### Your instructions
Copy every line below precisely, leaving nothing out.

### Data for analysis

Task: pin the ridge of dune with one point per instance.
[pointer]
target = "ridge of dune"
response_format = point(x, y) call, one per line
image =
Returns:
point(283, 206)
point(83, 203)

### Solution to this problem
Task: pin the ridge of dune with one point per instance.
[pointer]
target = "ridge of dune"
response_format = point(x, y) call, one per line
image =
Returns:
point(283, 206)
point(83, 203)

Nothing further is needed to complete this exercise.